[Record extracts]
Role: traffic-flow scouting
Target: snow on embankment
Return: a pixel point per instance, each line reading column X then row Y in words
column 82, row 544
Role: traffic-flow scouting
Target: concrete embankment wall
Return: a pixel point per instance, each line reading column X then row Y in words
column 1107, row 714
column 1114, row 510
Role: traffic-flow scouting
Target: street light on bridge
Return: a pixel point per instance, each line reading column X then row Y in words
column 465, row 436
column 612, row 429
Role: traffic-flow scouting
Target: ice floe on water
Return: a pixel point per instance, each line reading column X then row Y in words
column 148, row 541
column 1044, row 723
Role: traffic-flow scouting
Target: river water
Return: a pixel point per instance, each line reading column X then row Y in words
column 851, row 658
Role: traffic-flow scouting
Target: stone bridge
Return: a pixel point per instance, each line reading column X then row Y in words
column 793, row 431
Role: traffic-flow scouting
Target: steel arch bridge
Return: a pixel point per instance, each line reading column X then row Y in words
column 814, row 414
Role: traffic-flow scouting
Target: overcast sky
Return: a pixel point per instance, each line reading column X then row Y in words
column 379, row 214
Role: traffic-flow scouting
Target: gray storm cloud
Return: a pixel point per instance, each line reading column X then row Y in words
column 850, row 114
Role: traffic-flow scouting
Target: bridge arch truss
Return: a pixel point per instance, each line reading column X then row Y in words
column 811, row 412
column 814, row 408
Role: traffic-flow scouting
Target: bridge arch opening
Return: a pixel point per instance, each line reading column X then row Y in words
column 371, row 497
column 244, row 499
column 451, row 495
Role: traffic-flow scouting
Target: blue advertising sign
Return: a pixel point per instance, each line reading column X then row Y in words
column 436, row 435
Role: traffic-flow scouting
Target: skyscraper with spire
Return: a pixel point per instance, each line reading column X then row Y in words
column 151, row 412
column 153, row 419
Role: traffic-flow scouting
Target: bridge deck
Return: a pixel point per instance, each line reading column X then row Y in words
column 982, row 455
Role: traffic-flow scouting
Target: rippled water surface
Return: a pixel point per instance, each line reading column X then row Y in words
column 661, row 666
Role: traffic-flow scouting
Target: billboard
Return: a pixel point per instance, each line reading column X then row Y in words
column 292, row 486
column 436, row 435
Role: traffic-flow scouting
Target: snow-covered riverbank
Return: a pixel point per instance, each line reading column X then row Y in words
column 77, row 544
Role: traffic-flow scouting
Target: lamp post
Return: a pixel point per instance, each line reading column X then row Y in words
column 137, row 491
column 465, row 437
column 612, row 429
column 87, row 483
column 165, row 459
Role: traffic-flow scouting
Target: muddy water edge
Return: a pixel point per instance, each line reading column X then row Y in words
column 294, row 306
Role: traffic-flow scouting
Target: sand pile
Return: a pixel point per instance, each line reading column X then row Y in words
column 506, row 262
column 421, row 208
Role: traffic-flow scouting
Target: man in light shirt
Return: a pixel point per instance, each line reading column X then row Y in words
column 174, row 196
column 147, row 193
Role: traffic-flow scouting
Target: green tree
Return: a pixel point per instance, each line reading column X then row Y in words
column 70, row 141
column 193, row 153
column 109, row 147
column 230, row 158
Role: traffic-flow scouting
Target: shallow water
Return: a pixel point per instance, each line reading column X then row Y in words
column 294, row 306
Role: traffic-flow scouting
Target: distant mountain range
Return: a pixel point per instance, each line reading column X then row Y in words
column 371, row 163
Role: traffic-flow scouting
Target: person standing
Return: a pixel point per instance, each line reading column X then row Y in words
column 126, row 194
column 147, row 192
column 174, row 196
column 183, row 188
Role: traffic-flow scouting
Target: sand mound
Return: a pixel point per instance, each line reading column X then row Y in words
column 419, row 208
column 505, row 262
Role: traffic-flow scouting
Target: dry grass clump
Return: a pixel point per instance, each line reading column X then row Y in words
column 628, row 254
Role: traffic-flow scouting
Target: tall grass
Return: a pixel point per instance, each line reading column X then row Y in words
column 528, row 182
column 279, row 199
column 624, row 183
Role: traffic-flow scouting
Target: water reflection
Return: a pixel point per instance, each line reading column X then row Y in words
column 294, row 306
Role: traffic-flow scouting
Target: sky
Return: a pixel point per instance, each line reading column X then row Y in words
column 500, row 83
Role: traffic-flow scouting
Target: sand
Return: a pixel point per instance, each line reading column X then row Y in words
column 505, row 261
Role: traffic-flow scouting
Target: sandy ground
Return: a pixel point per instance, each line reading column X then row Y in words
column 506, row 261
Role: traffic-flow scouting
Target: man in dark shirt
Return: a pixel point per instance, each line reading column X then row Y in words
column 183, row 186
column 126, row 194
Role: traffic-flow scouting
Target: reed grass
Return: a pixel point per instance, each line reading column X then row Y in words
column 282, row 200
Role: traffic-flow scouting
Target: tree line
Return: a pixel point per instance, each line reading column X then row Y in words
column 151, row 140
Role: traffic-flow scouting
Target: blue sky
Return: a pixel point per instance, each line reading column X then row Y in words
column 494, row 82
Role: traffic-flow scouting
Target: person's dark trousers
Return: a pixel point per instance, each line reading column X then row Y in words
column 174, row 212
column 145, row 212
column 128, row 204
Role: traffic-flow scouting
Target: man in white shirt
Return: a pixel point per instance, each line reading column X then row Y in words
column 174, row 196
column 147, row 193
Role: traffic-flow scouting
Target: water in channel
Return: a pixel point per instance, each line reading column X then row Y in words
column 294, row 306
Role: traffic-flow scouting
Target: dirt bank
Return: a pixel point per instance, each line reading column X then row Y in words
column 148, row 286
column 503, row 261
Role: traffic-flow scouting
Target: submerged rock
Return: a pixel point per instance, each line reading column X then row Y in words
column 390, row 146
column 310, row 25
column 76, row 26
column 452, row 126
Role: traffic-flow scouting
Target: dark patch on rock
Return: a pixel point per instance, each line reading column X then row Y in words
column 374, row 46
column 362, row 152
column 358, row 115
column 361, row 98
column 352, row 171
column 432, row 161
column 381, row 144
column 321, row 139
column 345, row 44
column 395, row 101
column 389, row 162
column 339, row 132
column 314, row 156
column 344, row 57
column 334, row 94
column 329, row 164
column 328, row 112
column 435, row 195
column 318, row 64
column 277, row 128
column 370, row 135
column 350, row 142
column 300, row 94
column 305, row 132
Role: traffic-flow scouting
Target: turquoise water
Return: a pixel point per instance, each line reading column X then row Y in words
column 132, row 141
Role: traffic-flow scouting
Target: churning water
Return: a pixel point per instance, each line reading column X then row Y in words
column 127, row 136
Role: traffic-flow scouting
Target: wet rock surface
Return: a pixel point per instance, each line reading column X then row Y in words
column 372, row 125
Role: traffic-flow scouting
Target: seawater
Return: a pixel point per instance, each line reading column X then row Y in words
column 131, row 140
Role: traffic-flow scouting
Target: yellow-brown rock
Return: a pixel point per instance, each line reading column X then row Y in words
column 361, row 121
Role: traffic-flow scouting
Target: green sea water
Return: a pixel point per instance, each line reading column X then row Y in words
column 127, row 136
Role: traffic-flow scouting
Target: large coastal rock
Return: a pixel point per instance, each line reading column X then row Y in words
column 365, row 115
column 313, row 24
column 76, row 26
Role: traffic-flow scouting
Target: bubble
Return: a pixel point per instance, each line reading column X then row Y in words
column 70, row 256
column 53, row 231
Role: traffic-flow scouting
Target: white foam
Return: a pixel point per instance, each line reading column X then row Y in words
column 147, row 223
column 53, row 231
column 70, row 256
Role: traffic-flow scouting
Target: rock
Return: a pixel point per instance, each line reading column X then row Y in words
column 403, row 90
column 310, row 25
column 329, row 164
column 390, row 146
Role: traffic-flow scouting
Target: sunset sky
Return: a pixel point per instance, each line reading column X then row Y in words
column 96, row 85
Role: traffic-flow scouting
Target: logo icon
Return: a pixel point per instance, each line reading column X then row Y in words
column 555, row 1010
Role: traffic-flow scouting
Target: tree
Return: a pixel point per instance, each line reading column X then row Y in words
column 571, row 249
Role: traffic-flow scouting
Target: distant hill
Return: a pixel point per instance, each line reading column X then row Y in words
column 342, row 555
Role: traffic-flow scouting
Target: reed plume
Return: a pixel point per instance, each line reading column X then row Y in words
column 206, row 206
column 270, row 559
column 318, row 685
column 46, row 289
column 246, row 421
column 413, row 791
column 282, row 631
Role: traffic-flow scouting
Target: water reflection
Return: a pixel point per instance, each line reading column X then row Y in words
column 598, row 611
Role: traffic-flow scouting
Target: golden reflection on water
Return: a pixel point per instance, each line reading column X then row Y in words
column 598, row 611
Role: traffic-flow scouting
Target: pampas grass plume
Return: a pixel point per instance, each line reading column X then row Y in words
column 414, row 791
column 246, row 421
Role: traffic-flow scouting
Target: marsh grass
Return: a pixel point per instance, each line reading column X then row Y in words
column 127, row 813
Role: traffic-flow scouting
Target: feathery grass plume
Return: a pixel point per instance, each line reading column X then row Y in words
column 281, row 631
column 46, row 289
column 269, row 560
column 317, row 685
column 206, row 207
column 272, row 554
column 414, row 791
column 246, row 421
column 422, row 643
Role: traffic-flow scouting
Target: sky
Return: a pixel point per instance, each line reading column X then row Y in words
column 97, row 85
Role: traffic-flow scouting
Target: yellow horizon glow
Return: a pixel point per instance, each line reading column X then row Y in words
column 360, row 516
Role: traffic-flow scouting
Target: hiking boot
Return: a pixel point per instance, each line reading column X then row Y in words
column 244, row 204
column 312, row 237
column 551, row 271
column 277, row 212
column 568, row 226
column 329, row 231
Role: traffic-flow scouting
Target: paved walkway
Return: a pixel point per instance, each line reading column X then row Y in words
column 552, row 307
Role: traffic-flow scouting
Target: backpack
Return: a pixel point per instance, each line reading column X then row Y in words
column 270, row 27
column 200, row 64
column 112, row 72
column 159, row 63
[/Record extracts]
Problem statement>
Please copy the lines in the records above between the one holding "Target: water in channel" and the one holding "Target: dark patch on rock", inclusive, exactly and with no other line.

Response to the task>
Target: water in channel
Return: a pixel point per instance, each line reading column X then row Y in words
column 294, row 306
Role: traffic-flow scouting
Target: dirt bank
Return: a pixel point per instance, each line reading column X then row Y in words
column 148, row 286
column 503, row 261
Role: traffic-flow scouting
Target: submerged rock
Return: a pixel point per instance, each line reading column X then row Y in words
column 390, row 146
column 310, row 25
column 76, row 26
column 452, row 126
Role: traffic-flow scouting
Target: dark patch on rock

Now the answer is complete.